Reading text
In a piece first published in PM Forum magazine, Totum Director Rebecca Ellis reports on latest trends in recruitment, likely developments, and how BD & marketing functions are planning for the future.

Life has changed significantly for all of us in these weeks of Covid-19. Not least, we have all had to adapt to home working, requiring professional services firms to make the biggest workplace shift in living memory. The bustle of the office has gone as have the social gatherings that help bind a team.

But that doesn’t mean things have been quiet behind the scenes. While recruitment activity has inevitably slowed, firms continue to make placements into BD & marketing teams, both in the UK and overseas. And we expect that firms that have been hanging fire on placements will resume activity as conditions hopefully improve. At the same time, we expect more of a focus on interim, contract and temporary roles as firms look to scale their requirements up and down to meet changing market conditions.

Feedback from the market

But beyond recruitment activity, at Totum we devote much of our time talking to firms and individuals across the market. When lockdown started, we were determined to continue in some way – like many others we discovered the advantages of apps like Zoom.

Over the weeks we have held numerous virtual networking meetings across business operations functions in professional services firms, including with BD and marketing managers and leaders at Director and CMO level. This has enabled us to get a view of the market, how teams are faring under current conditions and their thoughts on the future.

What is clear from these many client conversations is that business services leaders are busy doing what they do best: supporting their firms through challenging times to what is hoped will be more certain conditions ahead. Firms clearly want to live by their values and protect jobs, with many saying that they learnt a lot from the 2008/9 financial crisis, which is helping coordinate activity now.

Information shown

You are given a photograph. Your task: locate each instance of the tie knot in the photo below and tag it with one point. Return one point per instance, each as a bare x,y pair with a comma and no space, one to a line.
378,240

Assigned task
Continue the article on BD and marketing recruitment during Covid-19 from the point where it stops.

Task answer
Working through change

Homeworking has been the most obvious and major change brought about by Covid-19. Thanks to the many initiatives to develop flexible and homeworking processes/policies across the sector in recent years, firms have told us that there was a very smooth shift to working from home en masse, with partners and employees adapting well to new working conditions.

There is recognition, however, that working from home is harder for some than others. In particular, more junior members of staff may not have ideal ‘home office’ conditions and may not have had the time to build relationships across the team and broader business that more senior managers enjoy.

Many firms have therefore been keen to help supply employees with the additional equipment they might need to work from home effectively. And BD & marketing leaders have ensured they have regular ‘check-in’ conversations with their teams that prioritise health and wellbeing – encouraging staff to be honest if they have been struggling. This kind of communication is likely to continue, particularly as messaging around the broader situation (levels of social contact, travel restrictions, office arrangements, etc) inevitably become more complex as things begin to return to some level of normality.

Alongside this, BD & marketing leaders have been working hard to keep teams engaged and motivated. Virtual meetings that started as Friday drinks or quizzes at the beginning of lockdown have now shifted to more work-related meetings focused on career development or knowledge sharing. Some teams have been able to set up virtual workshops around issues like what clients will need post-Covid. Teams are also trying to support their firms to shift to more virtual pitching/selling activities with coaching and workshops to enable this.

Focused activity

With the help of BD and marketing professionals, partners are learning how to improve their virtual collaboration with each other, as well as interact effectively with clients to improve their relationships. This is an area that BD and marketing functions have long worked on with partners, but the results are perhaps more evident now without the many distractions of busy office life.

With Covid-19 giving critical importance to digital channels of communication, the BD & marketing function has also taken significant responsibility for driving forwards and implementing digital plans – the speed of which have often accelerated in recent weeks. We expect these efforts to translate into further recruitment in digital marketing and client relationship management in months to come.

Overall, it seems the mood has shifted: conversations that were initially centred on the immediate crisis have become focused on planning for the future and working in what will be the new norm. Many BD leaders have fed back to us that they have enjoyed increased exposure to partners since lockdown began, and they have particularly appreciated their ability to share knowledge and help bring together different parts of the business.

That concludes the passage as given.